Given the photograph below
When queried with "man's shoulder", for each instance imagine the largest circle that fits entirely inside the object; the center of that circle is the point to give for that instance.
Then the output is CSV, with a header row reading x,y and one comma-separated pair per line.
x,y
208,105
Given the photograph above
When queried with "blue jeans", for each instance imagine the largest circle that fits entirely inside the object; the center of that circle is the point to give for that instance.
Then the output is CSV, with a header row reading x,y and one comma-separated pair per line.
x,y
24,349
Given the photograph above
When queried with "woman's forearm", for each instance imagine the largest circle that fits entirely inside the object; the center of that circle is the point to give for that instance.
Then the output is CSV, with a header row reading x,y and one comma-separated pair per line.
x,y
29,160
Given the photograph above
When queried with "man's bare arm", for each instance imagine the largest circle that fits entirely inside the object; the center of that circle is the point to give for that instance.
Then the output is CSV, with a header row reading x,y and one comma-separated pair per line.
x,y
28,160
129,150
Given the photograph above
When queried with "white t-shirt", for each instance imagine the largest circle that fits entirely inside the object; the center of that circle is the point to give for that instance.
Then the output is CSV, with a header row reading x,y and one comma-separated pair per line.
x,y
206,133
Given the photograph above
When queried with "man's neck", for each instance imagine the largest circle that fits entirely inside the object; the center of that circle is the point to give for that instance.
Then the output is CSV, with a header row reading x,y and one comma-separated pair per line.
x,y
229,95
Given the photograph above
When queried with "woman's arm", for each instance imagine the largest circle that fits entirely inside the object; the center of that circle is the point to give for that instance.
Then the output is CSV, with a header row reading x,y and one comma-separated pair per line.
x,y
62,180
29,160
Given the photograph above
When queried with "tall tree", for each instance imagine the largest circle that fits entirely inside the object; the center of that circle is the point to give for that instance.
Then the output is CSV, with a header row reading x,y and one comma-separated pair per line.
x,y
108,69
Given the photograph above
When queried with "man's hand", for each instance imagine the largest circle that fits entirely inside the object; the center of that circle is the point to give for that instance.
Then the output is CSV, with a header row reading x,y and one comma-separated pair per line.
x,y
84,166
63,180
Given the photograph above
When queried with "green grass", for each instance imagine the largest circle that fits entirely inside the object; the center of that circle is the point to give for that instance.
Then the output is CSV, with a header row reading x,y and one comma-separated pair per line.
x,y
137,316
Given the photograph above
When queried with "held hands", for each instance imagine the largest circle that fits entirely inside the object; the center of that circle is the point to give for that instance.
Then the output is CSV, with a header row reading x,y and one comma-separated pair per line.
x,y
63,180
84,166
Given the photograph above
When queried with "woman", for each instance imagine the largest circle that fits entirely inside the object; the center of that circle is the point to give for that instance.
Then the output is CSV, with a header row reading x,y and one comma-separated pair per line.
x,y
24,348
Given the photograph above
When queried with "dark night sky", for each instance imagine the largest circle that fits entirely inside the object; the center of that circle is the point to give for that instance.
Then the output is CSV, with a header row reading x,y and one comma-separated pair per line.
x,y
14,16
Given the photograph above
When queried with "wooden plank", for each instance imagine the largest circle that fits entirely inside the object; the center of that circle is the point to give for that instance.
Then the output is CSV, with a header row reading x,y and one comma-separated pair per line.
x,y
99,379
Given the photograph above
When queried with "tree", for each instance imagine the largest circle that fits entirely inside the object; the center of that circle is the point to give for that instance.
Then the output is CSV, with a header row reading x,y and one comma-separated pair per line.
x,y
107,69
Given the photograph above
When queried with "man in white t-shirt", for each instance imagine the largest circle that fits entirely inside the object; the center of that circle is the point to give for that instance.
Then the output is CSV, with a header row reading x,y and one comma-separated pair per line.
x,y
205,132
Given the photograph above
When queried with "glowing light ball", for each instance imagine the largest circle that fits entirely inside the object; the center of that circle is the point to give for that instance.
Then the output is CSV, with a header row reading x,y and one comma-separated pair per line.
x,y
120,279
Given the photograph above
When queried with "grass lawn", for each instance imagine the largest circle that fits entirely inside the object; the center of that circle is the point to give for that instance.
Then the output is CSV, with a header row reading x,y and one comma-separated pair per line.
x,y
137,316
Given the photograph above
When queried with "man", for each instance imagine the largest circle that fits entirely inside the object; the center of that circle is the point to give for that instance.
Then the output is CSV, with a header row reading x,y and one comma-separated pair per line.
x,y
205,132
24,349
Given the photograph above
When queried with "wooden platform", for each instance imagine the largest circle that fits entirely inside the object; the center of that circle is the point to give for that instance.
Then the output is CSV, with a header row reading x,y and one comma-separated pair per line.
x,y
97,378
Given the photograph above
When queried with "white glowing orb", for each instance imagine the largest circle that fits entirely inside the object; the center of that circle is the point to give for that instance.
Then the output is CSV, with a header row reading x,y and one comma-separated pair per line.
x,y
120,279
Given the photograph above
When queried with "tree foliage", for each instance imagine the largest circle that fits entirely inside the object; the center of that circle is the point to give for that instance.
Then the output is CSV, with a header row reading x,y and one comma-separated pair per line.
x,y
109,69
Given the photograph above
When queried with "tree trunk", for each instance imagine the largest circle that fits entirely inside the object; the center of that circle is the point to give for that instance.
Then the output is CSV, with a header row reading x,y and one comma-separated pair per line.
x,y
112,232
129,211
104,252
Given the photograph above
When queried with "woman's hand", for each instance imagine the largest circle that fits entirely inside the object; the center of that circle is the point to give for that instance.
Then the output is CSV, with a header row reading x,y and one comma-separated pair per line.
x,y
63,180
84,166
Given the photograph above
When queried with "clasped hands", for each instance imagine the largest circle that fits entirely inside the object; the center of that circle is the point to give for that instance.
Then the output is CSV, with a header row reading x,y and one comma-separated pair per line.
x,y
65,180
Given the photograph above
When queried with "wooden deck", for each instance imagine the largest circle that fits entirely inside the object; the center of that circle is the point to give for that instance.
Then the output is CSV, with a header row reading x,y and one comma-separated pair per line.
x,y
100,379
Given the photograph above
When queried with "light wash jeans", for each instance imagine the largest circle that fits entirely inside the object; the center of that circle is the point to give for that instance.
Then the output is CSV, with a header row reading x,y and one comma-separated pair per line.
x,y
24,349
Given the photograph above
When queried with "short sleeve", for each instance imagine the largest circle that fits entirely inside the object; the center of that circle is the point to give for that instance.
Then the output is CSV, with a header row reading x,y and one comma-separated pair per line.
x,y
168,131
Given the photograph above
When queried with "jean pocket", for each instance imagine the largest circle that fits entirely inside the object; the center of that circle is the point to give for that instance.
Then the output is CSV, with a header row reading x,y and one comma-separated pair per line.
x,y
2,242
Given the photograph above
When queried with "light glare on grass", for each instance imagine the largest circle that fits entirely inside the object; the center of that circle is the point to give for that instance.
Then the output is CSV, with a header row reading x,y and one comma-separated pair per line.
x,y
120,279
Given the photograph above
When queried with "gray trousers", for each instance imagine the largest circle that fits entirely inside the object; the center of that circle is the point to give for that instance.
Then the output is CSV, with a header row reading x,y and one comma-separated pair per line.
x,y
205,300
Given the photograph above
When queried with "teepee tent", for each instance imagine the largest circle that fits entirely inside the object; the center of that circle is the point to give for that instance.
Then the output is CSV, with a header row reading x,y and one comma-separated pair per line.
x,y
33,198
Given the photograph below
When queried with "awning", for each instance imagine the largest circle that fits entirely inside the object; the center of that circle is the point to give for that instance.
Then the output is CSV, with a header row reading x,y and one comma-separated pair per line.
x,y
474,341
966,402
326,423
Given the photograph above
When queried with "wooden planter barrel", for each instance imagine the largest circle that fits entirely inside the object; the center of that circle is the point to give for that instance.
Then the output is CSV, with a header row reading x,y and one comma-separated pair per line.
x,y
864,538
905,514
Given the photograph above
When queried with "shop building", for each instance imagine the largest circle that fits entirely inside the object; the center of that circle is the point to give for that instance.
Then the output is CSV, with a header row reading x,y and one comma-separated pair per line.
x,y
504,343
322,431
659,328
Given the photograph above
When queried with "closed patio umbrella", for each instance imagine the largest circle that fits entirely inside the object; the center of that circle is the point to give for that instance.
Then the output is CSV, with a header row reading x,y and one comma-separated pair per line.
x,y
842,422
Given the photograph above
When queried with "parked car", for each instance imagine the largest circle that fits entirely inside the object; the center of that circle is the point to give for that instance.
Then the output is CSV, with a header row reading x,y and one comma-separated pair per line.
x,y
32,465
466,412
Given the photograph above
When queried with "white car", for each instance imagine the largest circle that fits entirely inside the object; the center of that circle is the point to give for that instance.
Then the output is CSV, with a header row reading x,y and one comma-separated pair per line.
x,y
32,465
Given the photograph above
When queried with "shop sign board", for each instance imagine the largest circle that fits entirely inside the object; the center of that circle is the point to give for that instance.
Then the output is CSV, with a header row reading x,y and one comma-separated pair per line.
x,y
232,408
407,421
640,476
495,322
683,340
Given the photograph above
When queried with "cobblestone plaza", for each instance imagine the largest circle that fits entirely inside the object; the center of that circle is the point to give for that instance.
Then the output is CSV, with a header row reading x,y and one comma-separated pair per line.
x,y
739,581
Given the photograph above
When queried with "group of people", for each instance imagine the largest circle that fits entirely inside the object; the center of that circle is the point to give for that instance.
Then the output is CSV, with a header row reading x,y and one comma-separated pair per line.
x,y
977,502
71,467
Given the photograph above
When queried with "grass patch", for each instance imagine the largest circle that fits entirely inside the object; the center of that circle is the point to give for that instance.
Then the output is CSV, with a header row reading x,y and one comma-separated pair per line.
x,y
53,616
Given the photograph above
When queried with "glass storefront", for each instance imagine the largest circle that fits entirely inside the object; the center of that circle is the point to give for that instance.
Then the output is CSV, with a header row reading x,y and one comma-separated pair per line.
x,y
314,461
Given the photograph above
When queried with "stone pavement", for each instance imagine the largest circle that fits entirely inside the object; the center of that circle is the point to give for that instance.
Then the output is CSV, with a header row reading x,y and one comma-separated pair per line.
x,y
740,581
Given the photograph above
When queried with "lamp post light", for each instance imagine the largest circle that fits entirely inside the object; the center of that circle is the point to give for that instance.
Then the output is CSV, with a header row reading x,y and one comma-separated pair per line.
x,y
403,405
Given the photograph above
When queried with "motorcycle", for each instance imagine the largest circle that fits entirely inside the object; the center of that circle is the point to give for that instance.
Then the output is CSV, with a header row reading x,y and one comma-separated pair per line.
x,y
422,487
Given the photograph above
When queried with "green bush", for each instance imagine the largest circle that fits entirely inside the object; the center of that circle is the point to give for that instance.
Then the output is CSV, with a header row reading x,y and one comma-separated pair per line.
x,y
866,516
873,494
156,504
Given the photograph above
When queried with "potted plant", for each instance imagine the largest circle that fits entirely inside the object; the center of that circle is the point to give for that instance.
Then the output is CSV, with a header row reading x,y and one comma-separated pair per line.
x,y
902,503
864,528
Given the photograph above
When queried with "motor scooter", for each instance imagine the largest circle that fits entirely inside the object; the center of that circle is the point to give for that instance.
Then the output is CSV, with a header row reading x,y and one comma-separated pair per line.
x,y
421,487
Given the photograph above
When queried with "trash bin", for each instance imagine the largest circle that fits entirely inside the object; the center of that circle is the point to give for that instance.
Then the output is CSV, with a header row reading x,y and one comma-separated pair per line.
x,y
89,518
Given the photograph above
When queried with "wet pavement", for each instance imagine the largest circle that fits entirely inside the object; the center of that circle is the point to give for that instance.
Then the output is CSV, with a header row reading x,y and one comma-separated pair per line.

---+---

Filter the records above for lines with "wooden".

**Result of the exercise**:
When queried with "wooden plank", for each instance imagine the largest circle that fits entirely inside the object; the center of that circle is the point to give for that instance.
When queried with "wooden platform", for each instance imagine the largest circle that fits entirely inside the object; the center of that circle is the point to give for that instance.
When queried with "wooden deck", for each instance imagine the largest circle that fits entirely inside the object; the center of that circle is the point to give for that instance.
When queried with "wooden planter barrel", for each instance imagine the largest circle that fits entirely inside the object; the center of that circle is the point to give for that instance.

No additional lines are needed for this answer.